◆ **Task goal**
From the items below, pull out every line that contains the word "pitch".

◆ **Task inputs**

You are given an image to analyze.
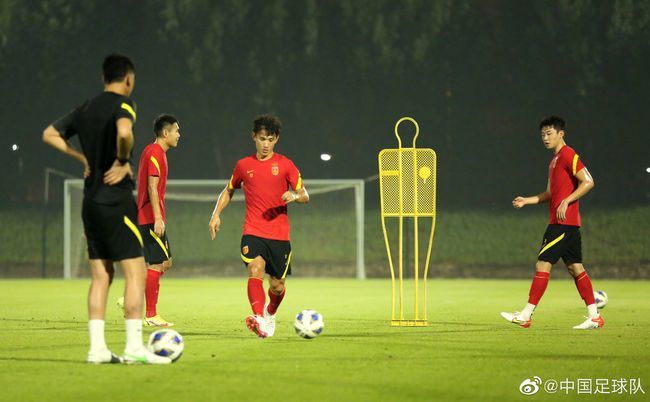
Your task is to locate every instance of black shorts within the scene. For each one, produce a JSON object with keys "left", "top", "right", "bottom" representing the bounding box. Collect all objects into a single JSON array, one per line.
[
  {"left": 81, "top": 196, "right": 142, "bottom": 261},
  {"left": 138, "top": 223, "right": 172, "bottom": 265},
  {"left": 241, "top": 235, "right": 291, "bottom": 278},
  {"left": 537, "top": 224, "right": 582, "bottom": 265}
]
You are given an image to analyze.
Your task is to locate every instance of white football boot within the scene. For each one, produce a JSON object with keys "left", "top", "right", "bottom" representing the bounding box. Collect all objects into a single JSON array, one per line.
[
  {"left": 573, "top": 315, "right": 605, "bottom": 329},
  {"left": 264, "top": 306, "right": 275, "bottom": 337},
  {"left": 501, "top": 311, "right": 533, "bottom": 328},
  {"left": 246, "top": 315, "right": 269, "bottom": 339}
]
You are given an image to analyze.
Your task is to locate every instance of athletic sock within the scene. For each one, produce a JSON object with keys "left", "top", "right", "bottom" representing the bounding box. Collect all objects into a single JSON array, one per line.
[
  {"left": 528, "top": 271, "right": 551, "bottom": 306},
  {"left": 521, "top": 303, "right": 537, "bottom": 320},
  {"left": 248, "top": 278, "right": 266, "bottom": 315},
  {"left": 144, "top": 269, "right": 162, "bottom": 317},
  {"left": 88, "top": 320, "right": 108, "bottom": 351},
  {"left": 124, "top": 318, "right": 143, "bottom": 352},
  {"left": 575, "top": 271, "right": 598, "bottom": 310},
  {"left": 266, "top": 288, "right": 287, "bottom": 315},
  {"left": 587, "top": 303, "right": 600, "bottom": 318}
]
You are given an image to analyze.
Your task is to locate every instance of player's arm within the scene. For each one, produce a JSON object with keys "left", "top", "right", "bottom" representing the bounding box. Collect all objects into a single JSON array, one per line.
[
  {"left": 104, "top": 117, "right": 134, "bottom": 185},
  {"left": 282, "top": 187, "right": 309, "bottom": 204},
  {"left": 512, "top": 180, "right": 551, "bottom": 209},
  {"left": 208, "top": 183, "right": 235, "bottom": 240},
  {"left": 147, "top": 176, "right": 165, "bottom": 237},
  {"left": 43, "top": 125, "right": 90, "bottom": 177},
  {"left": 557, "top": 168, "right": 596, "bottom": 221}
]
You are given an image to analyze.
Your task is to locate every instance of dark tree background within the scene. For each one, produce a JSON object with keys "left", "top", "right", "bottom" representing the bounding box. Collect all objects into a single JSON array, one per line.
[{"left": 0, "top": 0, "right": 650, "bottom": 208}]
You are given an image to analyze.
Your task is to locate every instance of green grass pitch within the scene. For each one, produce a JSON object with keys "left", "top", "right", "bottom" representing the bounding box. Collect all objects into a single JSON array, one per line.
[{"left": 0, "top": 275, "right": 650, "bottom": 402}]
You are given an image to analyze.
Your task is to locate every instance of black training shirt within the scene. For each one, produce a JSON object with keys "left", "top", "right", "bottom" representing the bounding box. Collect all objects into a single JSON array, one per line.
[{"left": 52, "top": 92, "right": 136, "bottom": 204}]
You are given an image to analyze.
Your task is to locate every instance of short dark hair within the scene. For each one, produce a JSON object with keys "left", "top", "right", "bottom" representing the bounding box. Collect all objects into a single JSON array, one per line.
[
  {"left": 253, "top": 114, "right": 282, "bottom": 135},
  {"left": 153, "top": 114, "right": 178, "bottom": 137},
  {"left": 102, "top": 53, "right": 135, "bottom": 84},
  {"left": 539, "top": 116, "right": 566, "bottom": 131}
]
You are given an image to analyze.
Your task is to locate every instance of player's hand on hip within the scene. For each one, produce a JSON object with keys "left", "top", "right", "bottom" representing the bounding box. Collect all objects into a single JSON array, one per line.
[
  {"left": 282, "top": 191, "right": 298, "bottom": 204},
  {"left": 557, "top": 200, "right": 569, "bottom": 222},
  {"left": 512, "top": 196, "right": 526, "bottom": 209},
  {"left": 208, "top": 216, "right": 221, "bottom": 240},
  {"left": 153, "top": 218, "right": 165, "bottom": 237},
  {"left": 104, "top": 160, "right": 133, "bottom": 186}
]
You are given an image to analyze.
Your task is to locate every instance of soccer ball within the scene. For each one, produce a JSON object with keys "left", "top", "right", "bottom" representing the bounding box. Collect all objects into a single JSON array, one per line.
[
  {"left": 594, "top": 290, "right": 608, "bottom": 308},
  {"left": 293, "top": 310, "right": 325, "bottom": 339},
  {"left": 147, "top": 329, "right": 185, "bottom": 362}
]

◆ **Task solution**
Your task is to locate every instance of green grass pitch within the scene. For each one, produce a JSON object with keys "left", "top", "right", "bottom" representing the bounding box. Collect all objects into a single JSON array, one per line.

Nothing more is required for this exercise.